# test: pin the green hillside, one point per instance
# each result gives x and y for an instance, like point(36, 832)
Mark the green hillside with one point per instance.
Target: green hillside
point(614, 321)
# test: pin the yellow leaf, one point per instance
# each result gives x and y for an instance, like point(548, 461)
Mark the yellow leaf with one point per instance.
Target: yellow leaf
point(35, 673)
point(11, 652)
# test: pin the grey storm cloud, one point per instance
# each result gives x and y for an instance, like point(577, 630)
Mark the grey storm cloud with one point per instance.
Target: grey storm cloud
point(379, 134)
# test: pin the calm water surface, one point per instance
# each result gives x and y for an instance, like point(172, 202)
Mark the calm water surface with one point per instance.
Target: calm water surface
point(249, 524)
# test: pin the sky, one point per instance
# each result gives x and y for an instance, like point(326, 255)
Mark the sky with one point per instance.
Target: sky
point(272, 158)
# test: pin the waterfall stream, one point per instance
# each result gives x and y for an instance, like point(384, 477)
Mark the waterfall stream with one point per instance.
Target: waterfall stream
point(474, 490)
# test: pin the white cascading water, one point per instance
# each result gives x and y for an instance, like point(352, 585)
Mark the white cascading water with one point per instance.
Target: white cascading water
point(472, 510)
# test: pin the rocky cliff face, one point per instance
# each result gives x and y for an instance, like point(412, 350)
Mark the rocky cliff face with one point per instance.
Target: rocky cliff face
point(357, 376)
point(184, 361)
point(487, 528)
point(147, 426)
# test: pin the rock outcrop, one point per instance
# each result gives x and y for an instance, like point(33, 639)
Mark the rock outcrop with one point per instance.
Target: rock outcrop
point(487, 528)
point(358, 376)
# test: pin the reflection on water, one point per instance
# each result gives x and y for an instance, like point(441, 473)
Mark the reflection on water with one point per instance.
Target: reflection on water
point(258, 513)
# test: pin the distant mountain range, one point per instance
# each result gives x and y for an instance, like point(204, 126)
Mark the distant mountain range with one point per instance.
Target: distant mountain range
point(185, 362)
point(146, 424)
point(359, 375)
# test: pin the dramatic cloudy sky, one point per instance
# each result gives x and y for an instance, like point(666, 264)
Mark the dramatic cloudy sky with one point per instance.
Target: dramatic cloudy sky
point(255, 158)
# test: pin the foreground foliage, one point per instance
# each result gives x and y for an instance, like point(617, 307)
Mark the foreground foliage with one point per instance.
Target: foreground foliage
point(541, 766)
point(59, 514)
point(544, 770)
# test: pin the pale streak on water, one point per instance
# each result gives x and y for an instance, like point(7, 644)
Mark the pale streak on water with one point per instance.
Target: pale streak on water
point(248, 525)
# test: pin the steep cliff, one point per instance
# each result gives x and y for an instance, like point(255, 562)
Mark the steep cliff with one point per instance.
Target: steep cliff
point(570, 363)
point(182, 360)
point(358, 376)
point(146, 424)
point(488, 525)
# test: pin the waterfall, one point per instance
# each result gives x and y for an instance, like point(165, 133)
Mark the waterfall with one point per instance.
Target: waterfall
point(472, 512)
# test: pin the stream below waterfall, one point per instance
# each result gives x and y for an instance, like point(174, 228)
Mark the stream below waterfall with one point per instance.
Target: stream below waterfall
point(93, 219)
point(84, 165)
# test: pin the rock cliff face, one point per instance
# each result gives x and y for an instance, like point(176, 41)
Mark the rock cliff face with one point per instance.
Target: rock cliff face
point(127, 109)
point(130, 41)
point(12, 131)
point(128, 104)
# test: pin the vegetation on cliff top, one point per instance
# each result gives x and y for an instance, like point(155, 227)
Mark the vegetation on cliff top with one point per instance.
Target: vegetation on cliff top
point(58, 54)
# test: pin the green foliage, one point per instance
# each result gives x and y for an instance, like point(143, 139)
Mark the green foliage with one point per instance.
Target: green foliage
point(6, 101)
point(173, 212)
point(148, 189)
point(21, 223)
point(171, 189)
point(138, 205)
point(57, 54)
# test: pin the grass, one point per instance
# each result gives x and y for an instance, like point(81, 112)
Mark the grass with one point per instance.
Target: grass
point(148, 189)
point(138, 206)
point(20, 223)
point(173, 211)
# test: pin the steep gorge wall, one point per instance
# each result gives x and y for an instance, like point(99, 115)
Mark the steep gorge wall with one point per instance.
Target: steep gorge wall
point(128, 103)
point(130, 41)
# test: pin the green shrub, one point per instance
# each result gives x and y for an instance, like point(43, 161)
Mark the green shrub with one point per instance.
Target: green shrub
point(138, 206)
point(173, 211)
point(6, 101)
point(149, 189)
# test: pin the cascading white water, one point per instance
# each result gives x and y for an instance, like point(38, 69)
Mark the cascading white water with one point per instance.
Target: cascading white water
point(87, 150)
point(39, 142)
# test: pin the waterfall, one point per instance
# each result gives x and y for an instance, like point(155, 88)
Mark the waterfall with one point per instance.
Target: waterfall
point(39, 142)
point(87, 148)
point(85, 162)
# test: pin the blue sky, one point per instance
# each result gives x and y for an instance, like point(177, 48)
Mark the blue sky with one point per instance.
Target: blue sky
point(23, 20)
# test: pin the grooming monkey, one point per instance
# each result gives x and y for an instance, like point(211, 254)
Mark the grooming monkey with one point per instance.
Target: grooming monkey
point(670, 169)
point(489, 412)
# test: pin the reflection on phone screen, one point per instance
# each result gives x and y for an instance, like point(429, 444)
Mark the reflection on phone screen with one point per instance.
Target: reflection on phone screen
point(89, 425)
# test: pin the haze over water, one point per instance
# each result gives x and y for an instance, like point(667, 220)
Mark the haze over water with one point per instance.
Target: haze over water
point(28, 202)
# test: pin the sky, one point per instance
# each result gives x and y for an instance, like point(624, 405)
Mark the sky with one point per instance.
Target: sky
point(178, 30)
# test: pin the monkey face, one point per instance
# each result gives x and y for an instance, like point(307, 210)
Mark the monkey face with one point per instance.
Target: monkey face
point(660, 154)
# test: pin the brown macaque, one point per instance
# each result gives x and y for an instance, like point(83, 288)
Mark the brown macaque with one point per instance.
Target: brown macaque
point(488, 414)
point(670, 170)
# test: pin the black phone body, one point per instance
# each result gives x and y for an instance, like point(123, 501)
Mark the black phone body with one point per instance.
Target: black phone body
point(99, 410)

---

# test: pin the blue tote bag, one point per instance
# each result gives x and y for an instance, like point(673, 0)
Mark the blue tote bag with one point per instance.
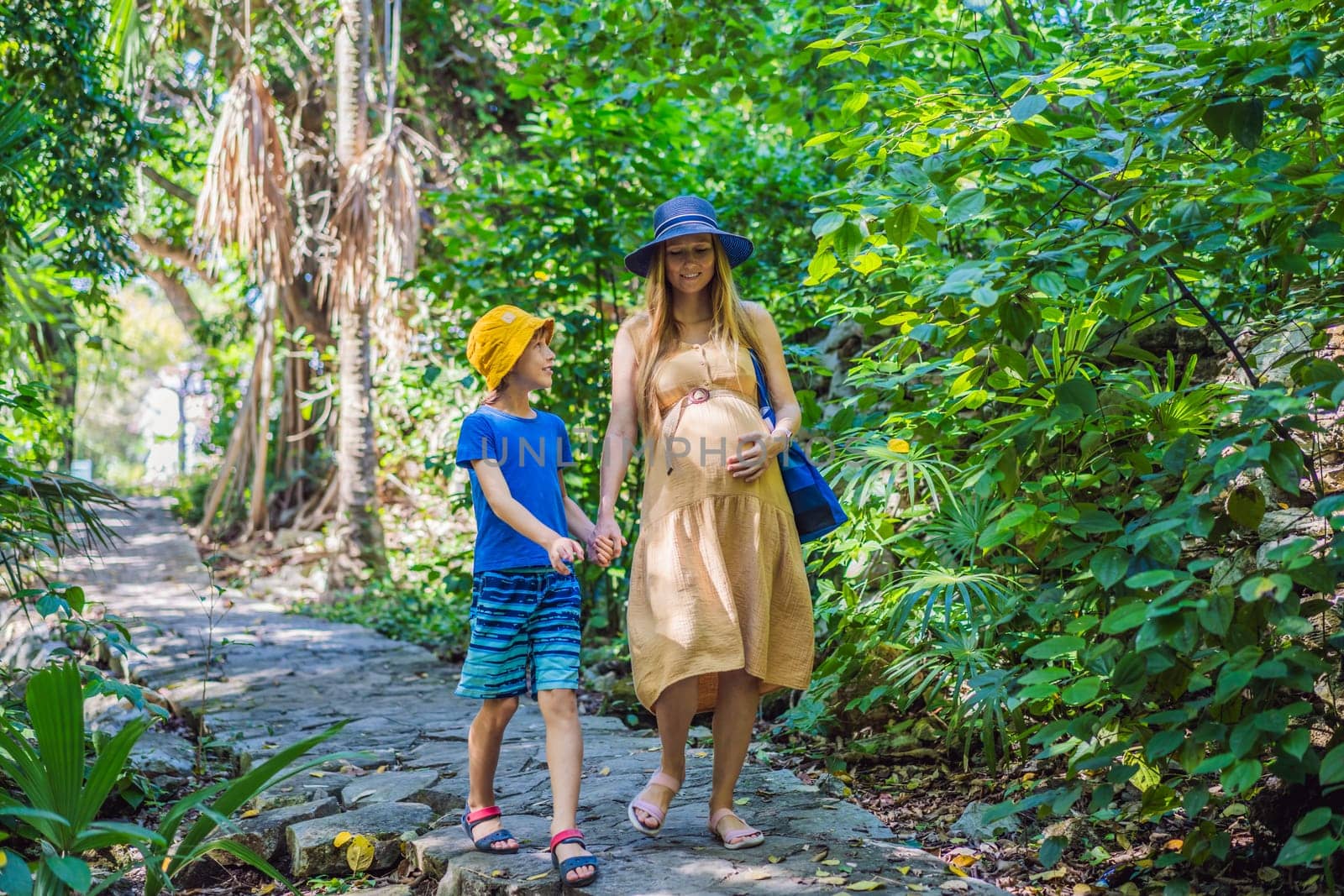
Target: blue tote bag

◆ Task instructions ◆
Retype the data above from the line containing "# test: pin the green hillside, one" to the line containing "point(614, 321)", including both of those lines.

◆ Completed task ◆
# test: pin the green hillside, one point per instance
# each result gives x and y for an instance, like point(36, 832)
Mark the green hillside with one point per instance.
Target: green hillside
point(614, 321)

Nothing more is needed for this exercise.